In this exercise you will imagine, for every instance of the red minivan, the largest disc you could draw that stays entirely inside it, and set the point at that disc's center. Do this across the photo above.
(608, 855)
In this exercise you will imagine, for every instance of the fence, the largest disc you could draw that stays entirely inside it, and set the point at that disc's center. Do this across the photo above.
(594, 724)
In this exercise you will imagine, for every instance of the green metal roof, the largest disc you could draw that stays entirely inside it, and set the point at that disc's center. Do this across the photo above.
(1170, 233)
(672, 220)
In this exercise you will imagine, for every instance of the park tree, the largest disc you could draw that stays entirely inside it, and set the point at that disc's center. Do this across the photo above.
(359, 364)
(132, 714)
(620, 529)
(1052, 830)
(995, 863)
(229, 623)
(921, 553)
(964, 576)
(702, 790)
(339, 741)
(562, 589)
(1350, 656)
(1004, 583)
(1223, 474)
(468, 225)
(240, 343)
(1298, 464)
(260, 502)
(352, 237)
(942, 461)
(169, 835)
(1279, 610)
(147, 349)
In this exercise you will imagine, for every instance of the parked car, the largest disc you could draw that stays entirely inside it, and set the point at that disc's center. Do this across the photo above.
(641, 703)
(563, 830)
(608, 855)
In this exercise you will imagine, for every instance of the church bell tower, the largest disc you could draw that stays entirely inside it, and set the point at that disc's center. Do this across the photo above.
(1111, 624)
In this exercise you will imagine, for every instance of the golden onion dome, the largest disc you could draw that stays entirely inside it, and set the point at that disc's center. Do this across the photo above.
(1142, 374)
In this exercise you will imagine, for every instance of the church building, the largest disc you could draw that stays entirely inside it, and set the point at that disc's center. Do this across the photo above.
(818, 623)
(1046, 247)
# # # # # # #
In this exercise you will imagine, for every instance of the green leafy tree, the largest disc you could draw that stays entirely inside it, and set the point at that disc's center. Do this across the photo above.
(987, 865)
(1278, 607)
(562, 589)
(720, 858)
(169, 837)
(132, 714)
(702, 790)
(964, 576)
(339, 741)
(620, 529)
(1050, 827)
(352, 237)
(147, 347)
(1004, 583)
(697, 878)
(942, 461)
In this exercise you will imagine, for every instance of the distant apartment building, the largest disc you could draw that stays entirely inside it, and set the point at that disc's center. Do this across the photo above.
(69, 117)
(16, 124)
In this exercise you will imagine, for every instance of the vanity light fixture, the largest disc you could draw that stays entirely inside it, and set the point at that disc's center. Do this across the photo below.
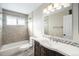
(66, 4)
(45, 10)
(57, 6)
# # # # # # #
[Written task] How many lines in the entries above contain the string "vanity"? Reply with the number alone.

[Solved exercise] 1